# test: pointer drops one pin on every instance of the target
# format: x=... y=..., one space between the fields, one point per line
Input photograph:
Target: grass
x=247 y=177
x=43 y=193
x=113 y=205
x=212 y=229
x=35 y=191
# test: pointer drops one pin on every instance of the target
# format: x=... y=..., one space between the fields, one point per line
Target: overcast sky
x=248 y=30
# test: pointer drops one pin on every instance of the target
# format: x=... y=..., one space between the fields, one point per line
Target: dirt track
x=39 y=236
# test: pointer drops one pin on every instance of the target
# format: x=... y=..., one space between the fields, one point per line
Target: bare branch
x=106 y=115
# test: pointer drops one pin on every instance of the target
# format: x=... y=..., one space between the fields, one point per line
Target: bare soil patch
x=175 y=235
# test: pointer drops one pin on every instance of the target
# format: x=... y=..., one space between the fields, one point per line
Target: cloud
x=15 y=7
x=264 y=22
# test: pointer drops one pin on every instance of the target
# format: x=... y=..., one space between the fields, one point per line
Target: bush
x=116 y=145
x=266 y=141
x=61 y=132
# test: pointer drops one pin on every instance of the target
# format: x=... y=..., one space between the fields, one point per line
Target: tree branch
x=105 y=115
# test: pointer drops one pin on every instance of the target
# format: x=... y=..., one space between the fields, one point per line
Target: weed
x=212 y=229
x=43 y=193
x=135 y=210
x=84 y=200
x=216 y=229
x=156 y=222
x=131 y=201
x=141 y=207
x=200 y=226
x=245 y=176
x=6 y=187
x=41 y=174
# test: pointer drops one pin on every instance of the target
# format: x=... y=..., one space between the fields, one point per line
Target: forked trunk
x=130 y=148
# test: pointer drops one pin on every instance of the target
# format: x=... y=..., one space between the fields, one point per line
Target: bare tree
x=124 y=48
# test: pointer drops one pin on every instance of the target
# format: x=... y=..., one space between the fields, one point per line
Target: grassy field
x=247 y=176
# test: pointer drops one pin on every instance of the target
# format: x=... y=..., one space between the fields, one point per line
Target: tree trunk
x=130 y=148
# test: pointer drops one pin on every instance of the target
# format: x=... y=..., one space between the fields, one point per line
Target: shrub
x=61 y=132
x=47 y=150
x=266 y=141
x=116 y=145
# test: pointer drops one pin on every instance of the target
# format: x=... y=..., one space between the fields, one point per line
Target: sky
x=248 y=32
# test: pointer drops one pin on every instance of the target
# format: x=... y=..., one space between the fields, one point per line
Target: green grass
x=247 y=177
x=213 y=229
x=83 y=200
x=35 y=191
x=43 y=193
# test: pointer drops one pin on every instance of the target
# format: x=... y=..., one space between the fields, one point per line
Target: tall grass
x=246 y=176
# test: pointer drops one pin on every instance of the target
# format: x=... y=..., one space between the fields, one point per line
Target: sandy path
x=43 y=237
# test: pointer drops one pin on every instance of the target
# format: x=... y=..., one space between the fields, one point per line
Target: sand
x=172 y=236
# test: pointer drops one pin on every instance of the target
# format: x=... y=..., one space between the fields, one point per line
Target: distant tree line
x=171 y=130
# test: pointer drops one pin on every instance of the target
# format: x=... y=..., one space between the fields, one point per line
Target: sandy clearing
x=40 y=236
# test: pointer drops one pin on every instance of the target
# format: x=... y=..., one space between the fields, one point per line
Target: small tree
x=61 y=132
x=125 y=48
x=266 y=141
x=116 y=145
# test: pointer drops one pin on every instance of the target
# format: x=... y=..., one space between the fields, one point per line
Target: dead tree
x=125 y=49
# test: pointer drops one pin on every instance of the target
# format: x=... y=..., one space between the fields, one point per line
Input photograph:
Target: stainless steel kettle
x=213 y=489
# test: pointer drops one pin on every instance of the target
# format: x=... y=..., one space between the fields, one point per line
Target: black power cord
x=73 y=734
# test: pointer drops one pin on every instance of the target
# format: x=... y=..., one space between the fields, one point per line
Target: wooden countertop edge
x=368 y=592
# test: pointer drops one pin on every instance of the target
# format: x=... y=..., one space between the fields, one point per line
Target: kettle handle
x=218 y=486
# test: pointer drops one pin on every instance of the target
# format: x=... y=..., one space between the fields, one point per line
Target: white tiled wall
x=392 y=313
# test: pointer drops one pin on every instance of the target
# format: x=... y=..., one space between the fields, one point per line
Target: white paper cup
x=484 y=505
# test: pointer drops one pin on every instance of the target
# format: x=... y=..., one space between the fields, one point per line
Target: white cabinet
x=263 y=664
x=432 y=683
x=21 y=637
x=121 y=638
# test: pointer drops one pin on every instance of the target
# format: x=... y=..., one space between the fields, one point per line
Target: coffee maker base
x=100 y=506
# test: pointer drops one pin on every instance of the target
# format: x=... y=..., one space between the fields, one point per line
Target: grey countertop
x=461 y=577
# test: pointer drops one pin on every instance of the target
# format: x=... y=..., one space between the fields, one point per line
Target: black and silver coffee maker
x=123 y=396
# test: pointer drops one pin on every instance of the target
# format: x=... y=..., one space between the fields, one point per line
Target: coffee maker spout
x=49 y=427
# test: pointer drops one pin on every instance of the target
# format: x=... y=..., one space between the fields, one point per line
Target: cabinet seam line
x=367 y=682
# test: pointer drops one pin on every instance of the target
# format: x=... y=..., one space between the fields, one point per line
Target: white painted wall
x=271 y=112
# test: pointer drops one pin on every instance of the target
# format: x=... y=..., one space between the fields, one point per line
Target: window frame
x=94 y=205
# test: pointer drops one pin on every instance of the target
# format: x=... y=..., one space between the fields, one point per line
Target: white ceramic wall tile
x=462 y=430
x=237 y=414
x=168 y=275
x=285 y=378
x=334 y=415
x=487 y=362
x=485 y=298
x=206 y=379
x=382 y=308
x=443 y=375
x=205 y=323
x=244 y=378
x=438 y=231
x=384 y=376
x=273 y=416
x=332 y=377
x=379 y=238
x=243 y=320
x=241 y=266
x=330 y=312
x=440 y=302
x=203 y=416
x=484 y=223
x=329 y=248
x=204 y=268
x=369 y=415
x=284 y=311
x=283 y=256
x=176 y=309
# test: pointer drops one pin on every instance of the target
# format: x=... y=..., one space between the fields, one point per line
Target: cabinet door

## Short problem
Set every line of the listing down word for word.

## Output for this task
# test: pointer drops one pin on every instance of the target
# format: x=... y=..., one space between the fields, one point per line
Input photograph:
Target: grass
x=247 y=177
x=43 y=193
x=113 y=205
x=212 y=229
x=35 y=191
# test: pointer drops one pin on every instance of the target
# format: x=... y=..., one space between the fields, one point per line
Target: overcast sky
x=248 y=30
# test: pointer drops one pin on every instance of the target
# format: x=... y=..., one space between the fields, one point per line
Target: dirt track
x=39 y=236
# test: pointer drops one pin on every instance of the target
# format: x=... y=..., one space between the fields, one point per line
Target: bare branch
x=106 y=115
# test: pointer drops one pin on every instance of the target
# format: x=... y=..., one space between the fields, one point per line
Target: bare soil patch
x=175 y=235
# test: pointer drops one pin on every instance of the target
# format: x=... y=..., one space between the fields, one point per line
Target: cloud
x=15 y=7
x=264 y=22
# test: pointer drops one pin on every instance of the target
# format: x=... y=..., one space between the fields, one point per line
Target: bush
x=116 y=145
x=266 y=141
x=61 y=132
# test: pointer drops one pin on every instance of the target
# format: x=... y=..., one space between the fields, one point per line
Target: tree branch
x=105 y=115
# test: pointer drops one pin on every instance of the target
# format: x=... y=..., one space between the fields, one point per line
Target: weed
x=212 y=229
x=43 y=193
x=135 y=210
x=84 y=200
x=216 y=229
x=156 y=222
x=131 y=201
x=141 y=207
x=200 y=226
x=245 y=176
x=6 y=187
x=41 y=174
# test: pointer drops one pin on every instance of the target
# format: x=... y=..., one space between the fields, one point per line
Target: forked trunk
x=130 y=148
# test: pointer drops one pin on every instance of the target
# format: x=... y=..., one space between the fields, one point per line
Target: bare tree
x=124 y=48
# test: pointer drops one pin on every instance of the target
# format: x=... y=..., one space between the fields, one point per line
Target: grassy field
x=247 y=176
# test: pointer drops one pin on every instance of the target
# format: x=... y=..., one space between the fields, one point per line
Target: tree trunk
x=130 y=148
# test: pointer drops one pin on every instance of the target
# format: x=... y=..., one space between the fields, one point per line
Target: shrub
x=61 y=132
x=47 y=150
x=266 y=141
x=116 y=145
# test: pointer drops one pin on every instance of the target
# format: x=... y=..., one space between the fields, one point per line
Target: sky
x=248 y=32
# test: pointer drops one pin on every instance of the target
# format: x=... y=..., one space between the fields, one point per line
Target: green grass
x=247 y=177
x=213 y=229
x=83 y=200
x=35 y=191
x=43 y=193
# test: pointer drops one pin on every instance of the target
# format: x=... y=..., one space between the fields, one point per line
Target: tall grass
x=246 y=176
# test: pointer drops one pin on every instance of the target
# format: x=... y=..., one space between the fields, one point per line
Target: sandy path
x=43 y=237
# test: pointer drops one pin on every instance of the target
# format: x=... y=..., one space between the fields, one point per line
Target: sand
x=172 y=236
# test: pointer drops one pin on every instance of the target
# format: x=... y=..., one space between the fields, one point per line
Target: distant tree line
x=171 y=130
# test: pointer drops one pin on every instance of the target
# format: x=... y=..., one space between the fields, one point per line
Target: sandy clearing
x=40 y=236
# test: pointer drops one pin on every instance of the target
# format: x=... y=..., one space between the fields, one point per line
Target: small tree
x=61 y=132
x=125 y=48
x=266 y=141
x=116 y=145
# test: pointer drops one pin on every instance of the target
# format: x=... y=..., one space between the fields, one point per line
Target: dead tree
x=125 y=49
# test: pointer drops one pin on every instance of the target
# format: x=... y=..., one space between the fields, one point per line
Input photograph:
Target: stainless steel kettle
x=213 y=489
# test: pointer drops one pin on every instance of the target
# format: x=... y=..., one space between the fields, one point per line
Target: black power cord
x=73 y=734
# test: pointer drops one pin on every instance of the target
# format: x=... y=..., one space between the fields, one point per line
Target: wooden countertop edge
x=368 y=592
# test: pointer drops one pin on every instance of the target
# format: x=... y=..., one space between the fields, one point per line
Target: kettle handle
x=218 y=486
# test: pointer drops one pin on every instance of the target
# format: x=... y=..., one space between the fields, one point per line
Target: white tiled wall
x=392 y=313
# test: pointer drops one pin on every instance of the target
# format: x=... y=..., one space between the fields, one point per line
Target: white paper cup
x=484 y=505
# test: pointer drops one pin on every instance of the target
# format: x=... y=..., one space between the fields, one point per line
Target: white cabinet
x=263 y=664
x=432 y=683
x=21 y=637
x=121 y=638
# test: pointer drops one pin on every instance of the target
# format: x=... y=..., one space between the fields, one point per line
Target: coffee maker base
x=100 y=506
# test: pointer drops one pin on every instance of the target
# format: x=... y=..., one space between the fields, one point per line
Target: grey countertop
x=461 y=577
# test: pointer drops one pin on every instance of the target
# format: x=... y=..., one space between the fields, one point per line
Target: black and silver coffee maker
x=123 y=396
# test: pointer drops one pin on every instance of the target
# format: x=... y=..., one space between the fields, one point per line
Target: coffee maker spout
x=49 y=427
# test: pointer drops one pin on every instance of the target
# format: x=... y=..., one space between the fields, one point per line
Target: cabinet seam line
x=367 y=682
# test: pointer drops one pin on every instance of the target
# format: x=... y=..., one space between the fields, one point per line
Target: white painted wall
x=271 y=112
# test: pointer drops one pin on every instance of the target
# format: x=... y=..., one space between the fields, one point per line
Target: window frame
x=94 y=205
# test: pointer drops one pin on every instance of the target
# format: x=... y=..., one space between the fields, one point per line
Target: white ceramic wall tile
x=462 y=430
x=237 y=414
x=168 y=275
x=285 y=378
x=334 y=415
x=487 y=362
x=485 y=298
x=206 y=379
x=382 y=308
x=443 y=375
x=205 y=323
x=244 y=378
x=438 y=231
x=384 y=376
x=273 y=416
x=332 y=377
x=379 y=238
x=243 y=320
x=241 y=266
x=330 y=312
x=440 y=302
x=203 y=416
x=484 y=223
x=329 y=248
x=204 y=268
x=369 y=415
x=284 y=311
x=283 y=256
x=176 y=309
# test: pointer drops one pin on every instance of the target
# format: x=... y=..., one space between the fields, one point per line
Target: cabinet door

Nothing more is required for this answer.